— begin Recorded data —

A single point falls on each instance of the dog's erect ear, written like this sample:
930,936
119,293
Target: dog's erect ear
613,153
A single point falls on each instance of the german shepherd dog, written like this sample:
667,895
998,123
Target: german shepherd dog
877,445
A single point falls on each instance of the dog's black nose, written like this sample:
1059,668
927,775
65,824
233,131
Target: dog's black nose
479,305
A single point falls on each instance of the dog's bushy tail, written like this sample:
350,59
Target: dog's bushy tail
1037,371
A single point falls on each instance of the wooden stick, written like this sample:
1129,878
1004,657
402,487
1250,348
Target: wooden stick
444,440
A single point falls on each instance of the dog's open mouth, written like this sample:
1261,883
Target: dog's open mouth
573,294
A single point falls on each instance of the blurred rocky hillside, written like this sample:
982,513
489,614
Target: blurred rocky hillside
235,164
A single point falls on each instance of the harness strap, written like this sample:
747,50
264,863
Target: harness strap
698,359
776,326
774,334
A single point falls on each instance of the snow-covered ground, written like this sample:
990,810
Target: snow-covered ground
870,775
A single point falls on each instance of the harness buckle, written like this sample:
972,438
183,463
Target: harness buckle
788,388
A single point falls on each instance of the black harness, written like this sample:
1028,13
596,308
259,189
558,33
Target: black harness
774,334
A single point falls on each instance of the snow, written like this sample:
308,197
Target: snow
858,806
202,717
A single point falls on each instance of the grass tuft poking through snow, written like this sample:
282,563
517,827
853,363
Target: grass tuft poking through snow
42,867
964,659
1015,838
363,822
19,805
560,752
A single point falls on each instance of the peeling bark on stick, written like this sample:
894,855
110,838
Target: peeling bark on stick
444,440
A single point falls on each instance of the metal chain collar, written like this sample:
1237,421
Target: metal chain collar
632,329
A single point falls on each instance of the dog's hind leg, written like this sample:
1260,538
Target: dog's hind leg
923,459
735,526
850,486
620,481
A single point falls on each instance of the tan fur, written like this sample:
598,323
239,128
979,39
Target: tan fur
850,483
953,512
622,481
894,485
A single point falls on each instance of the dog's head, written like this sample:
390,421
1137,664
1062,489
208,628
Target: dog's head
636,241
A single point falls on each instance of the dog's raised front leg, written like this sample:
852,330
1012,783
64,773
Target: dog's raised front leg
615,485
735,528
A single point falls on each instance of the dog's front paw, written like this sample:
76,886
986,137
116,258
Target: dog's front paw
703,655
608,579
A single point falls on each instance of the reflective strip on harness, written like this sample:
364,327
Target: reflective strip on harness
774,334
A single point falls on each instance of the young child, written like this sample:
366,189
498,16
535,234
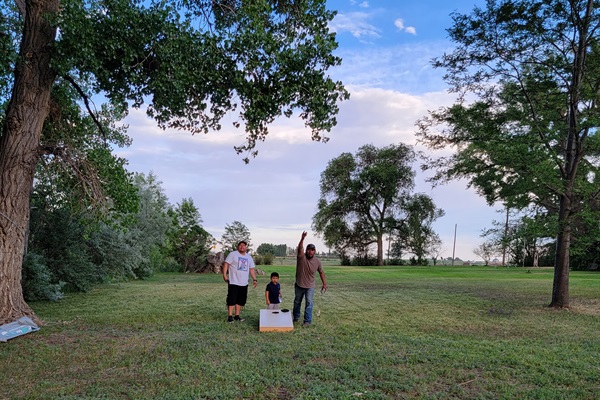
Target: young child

— end Recorded data —

▶ _Problem to solve_
Can you rewrite every line between the line holding "A single point falls on each instance of the dog's front" and the end of the entries, inclusive, with the requests kept and the pictures left out? Shift each answer point by adding 108 to both of its coordinates, and leave the sample coordinates in the requests unchanged.

▶ _Task response_
A single point falls on each instance of the dog's front paw, written like this sample:
76,886
986,137
116,258
Target: dog's front paw
811,763
716,687
A single point falls on each instance of the reflective strip on harness, written like this sample:
364,327
Target: reflective strip on harness
882,442
A single point falls on each instance of the young child, written like this sample:
366,189
498,16
535,234
Target: young child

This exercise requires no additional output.